### SUPPLIED MATERIAL
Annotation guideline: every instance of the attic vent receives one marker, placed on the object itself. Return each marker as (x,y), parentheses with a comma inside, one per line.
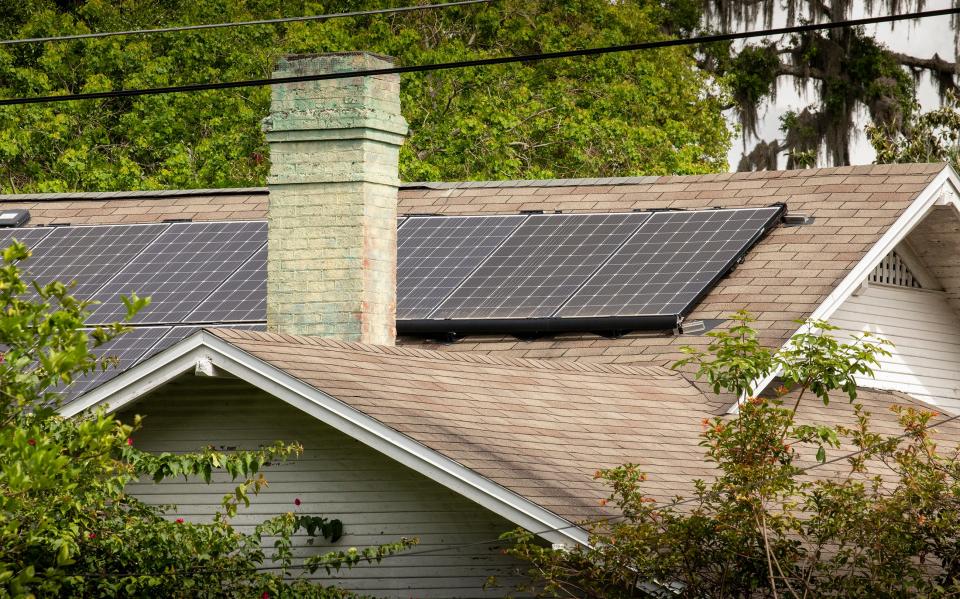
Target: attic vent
(892,270)
(14,218)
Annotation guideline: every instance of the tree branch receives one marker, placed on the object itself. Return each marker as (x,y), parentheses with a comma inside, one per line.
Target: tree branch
(935,64)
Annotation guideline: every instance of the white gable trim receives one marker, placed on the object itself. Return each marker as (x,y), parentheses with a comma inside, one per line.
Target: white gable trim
(205,348)
(942,191)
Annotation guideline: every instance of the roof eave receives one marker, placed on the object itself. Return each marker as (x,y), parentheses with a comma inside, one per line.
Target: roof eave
(206,349)
(943,190)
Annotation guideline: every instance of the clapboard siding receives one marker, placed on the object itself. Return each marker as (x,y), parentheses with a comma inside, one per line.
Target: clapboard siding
(926,333)
(378,499)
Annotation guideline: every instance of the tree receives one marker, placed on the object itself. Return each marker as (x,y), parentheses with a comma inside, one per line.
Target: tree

### WHAT TO DO
Write out every item above again, requests included, multiplying each coordinate in the answers by 0.65 and rounding to the nearest whole number, with halves rounded up. Leave the pictures out.

### WRITTEN SOLUTION
Annotation guideline: every instance of the attic vent receives one marker, placed on the object itself. Return each marker as (x,y), parentheses with a comma inside, one per line.
Target: attic vent
(580,176)
(9,142)
Annotation guideline: every instance of the tree branch receives one marker, placed on the object itself. Return each marker as (x,y), parentheses with a comma inside, one per line.
Target: tree branch
(608,42)
Annotation guideline: every instance of the white gable trim receives one marker, placed on the object itself. Return each marker as (x,y), parentheses with a comma inside, one per line.
Target: white gable trim
(133,226)
(612,124)
Annotation guideline: every instance of the roof eave receives one marker, placed on the object itself. Return each marker as (x,y), parentheses with a comma inside, one per line.
Target: roof eave
(134,227)
(613,124)
Annotation guideline: every instance of the clapboard siding receives one marker, placed on the object itself. Return each marker as (x,y), parentheses with a comma inside, one per line.
Target: clapboard siding
(602,216)
(246,324)
Annotation guideline: every instance of the tree receives one marker, placed on the object itself. Return each marker as (x,y), parentheses with a comma inside, one per line.
Target: tree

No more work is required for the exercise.